### Kutipan untuk Dibaca
%%
Prostitusi, No Way !

| dilihat 2561

DI Swedia, paling tidak di Stockholm, prostitusi adalah pelanggaran hukum berat. Sejak 1999 prostitusi dalam pengertian hubungan seksual berbayar, apalagi terorganisir, merupakan tindakan ilegal. Siapa saja yang melakukan aksi prostitusi (baik pelaku maupun germo) dikenakan hukuman denda maksimal dan penjara selama setahun. Termasuk mereka yang memberikan imbalan atas hubungan seksual itu.
%%
### Tugas yang Dikerjakan
a. Menurut teks tentang prostitusi di Swedia, pihak mana saja yang dikenakan hukuman?
b. Bisakah Anda mengetik ulang bagian teks tentang prostitusi di Swedia, mulai dari "DI Swedia, paling" sampai "hubungan seksual itu."?
c. Apa terjemahan bahasa Inggris dari kalimat berikut dalam teks tentang prostitusi di Swedia: "Sejak 1999 prostitusi dalam pengertian hubungan seksual berbayar, apalagi terorganisir, merupakan tindakan ilegal."
Jawablah hanya berdasarkan teks tentang prostitusi di Swedia ini.

### Informasi yang Diberikan
%%
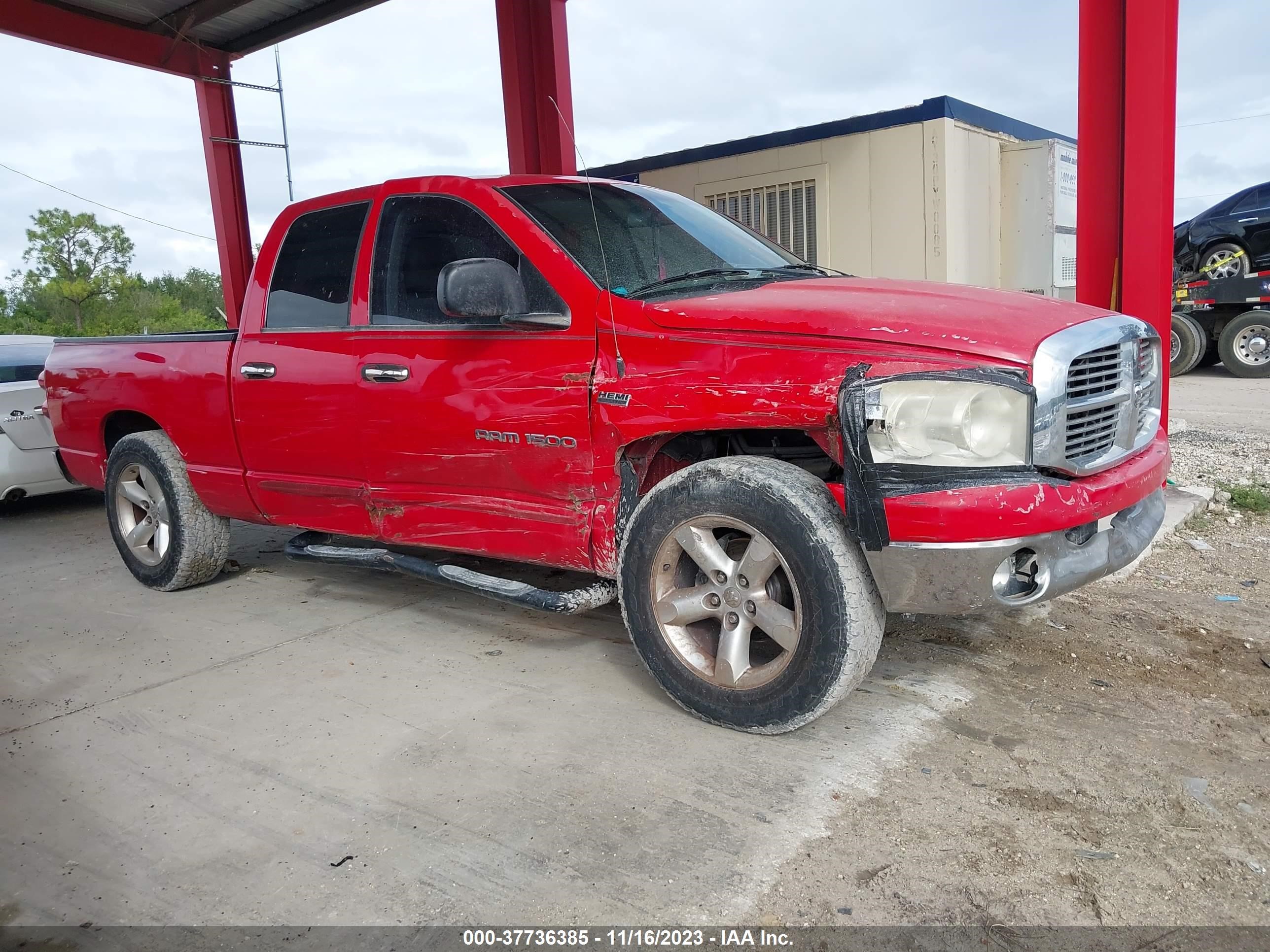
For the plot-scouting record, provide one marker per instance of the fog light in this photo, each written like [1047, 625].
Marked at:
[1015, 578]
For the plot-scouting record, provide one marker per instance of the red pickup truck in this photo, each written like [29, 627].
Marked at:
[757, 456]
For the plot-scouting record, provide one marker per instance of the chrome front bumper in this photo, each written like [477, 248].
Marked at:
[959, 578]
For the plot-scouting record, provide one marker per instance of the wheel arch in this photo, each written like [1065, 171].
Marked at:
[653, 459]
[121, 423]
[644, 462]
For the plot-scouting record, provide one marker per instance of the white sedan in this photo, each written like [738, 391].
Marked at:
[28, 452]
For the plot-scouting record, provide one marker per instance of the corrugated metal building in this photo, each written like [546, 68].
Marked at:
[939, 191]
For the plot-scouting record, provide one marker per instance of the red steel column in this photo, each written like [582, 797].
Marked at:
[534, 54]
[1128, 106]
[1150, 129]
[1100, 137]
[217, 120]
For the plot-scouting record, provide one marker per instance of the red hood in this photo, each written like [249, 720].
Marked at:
%%
### Hasil Latihan
a.
- Pelaku
- Germo
- Mereka yang memberikan imbalan atas hubungan seksual itu

b.
DI Swedia, paling tidak di Stockholm, prostitusi adalah pelanggaran hukum berat. Sejak 1999 prostitusi dalam pengertian hubungan seksual berbayar, apalagi terorganisir, merupakan tindakan ilegal. Siapa saja yang melakukan aksi prostitusi (baik pelaku maupun germo) dikenakan hukuman denda maksimal dan penjara selama setahun. Termasuk mereka yang memberikan imbalan atas hubungan seksual itu.

c. Since 1999, prostitution in the sense of paid sexual intercourse, let alone organized prostitution, has been an illegal act.